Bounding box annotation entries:

+ + + +

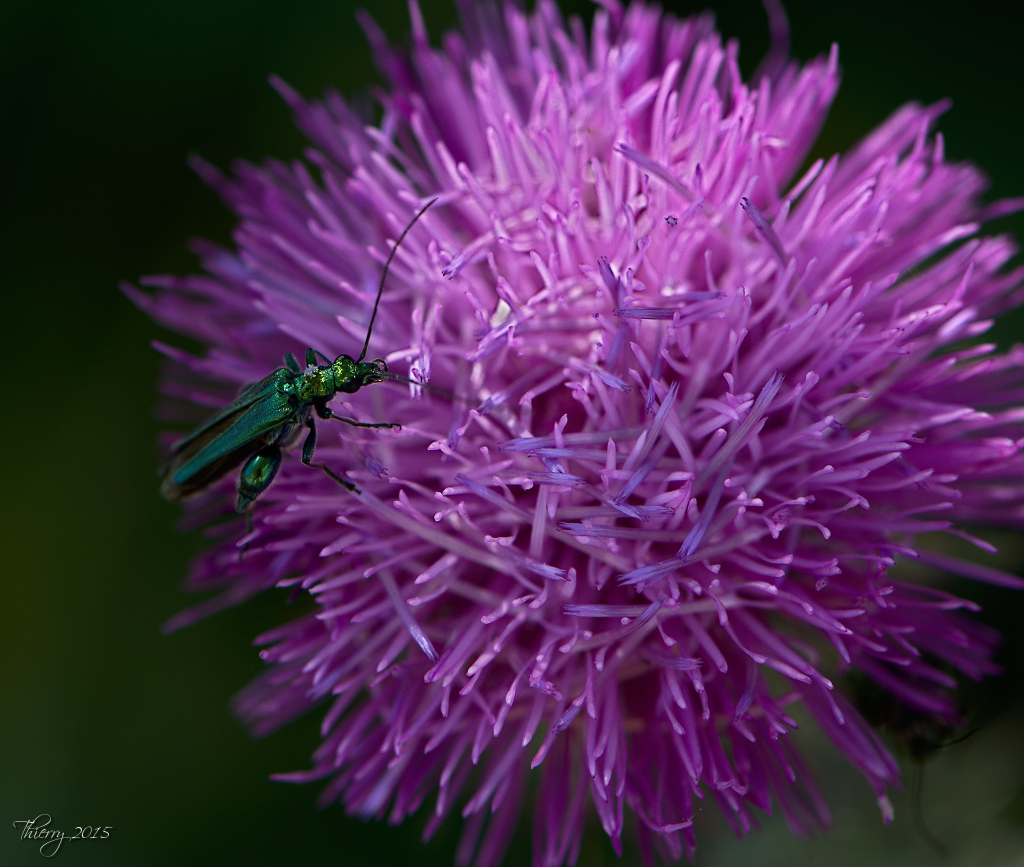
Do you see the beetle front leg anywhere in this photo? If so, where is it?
[302,417,361,493]
[316,404,401,431]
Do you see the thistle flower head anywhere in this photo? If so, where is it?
[125,0,1024,865]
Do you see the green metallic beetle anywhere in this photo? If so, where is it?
[160,199,437,512]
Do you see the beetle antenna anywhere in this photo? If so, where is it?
[355,196,437,361]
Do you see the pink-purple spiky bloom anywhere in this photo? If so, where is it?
[131,0,1024,865]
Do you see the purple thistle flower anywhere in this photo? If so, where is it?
[127,0,1024,865]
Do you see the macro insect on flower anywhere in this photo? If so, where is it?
[130,0,1024,865]
[160,201,433,512]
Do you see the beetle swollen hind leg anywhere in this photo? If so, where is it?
[302,419,361,493]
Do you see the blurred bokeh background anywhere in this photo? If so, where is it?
[0,0,1024,867]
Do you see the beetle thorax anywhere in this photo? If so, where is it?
[295,364,335,403]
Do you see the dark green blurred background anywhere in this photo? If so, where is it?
[0,0,1024,867]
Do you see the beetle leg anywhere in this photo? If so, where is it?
[316,404,401,431]
[234,445,281,512]
[302,417,359,493]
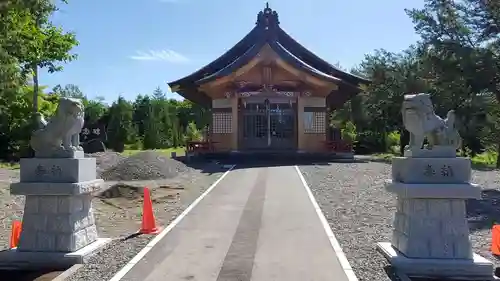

+ + + +

▶ _Your objective_: Shift every bounding box coordinate in the records above up by 144, then write out all the records again with their wording kept intact. Omit the pictures.

▶ _Result of the exercise_:
Do you see the beetle front leg anywhere in this photo? If so, where is it?
[446,561,505,637]
[460,548,545,575]
Do you see the thistle flower head anywhere in this photo? If so, where is it?
[269,144,1168,1009]
Do you see the green metallic beetle anywhere in this photo? If so, where is it?
[304,343,581,656]
Do you see the beetle antenna anywhere in this photo? If so, where is it?
[499,340,581,505]
Do you see the pink-purple spiky bloom anywhere in this photo? If so, where is it?
[275,144,1168,1009]
Do you see the purple thistle flower anywhere in this photo? If so, where is it?
[271,144,1168,1009]
Do you see the macro insect on flower anywhere in this photo? If so, where is it?
[274,144,1168,1009]
[304,345,577,656]
Do you see the beetle swollen hind leg anywhere in this photo? If so, where is it?
[446,563,505,637]
Do you see the blurred bokeh background anywhere in this photo? If so, where is it?
[144,144,1168,1011]
Do you see the beetle thorax anywhere in this photo? If so, where is it?
[439,508,479,547]
Do you see the dark green blurred background anywhere in this photo? If so, where is it?
[144,144,1168,1011]
Do you see the beetle leg anywhere in this photo? If so, where is it?
[460,548,545,575]
[378,589,425,656]
[446,561,503,637]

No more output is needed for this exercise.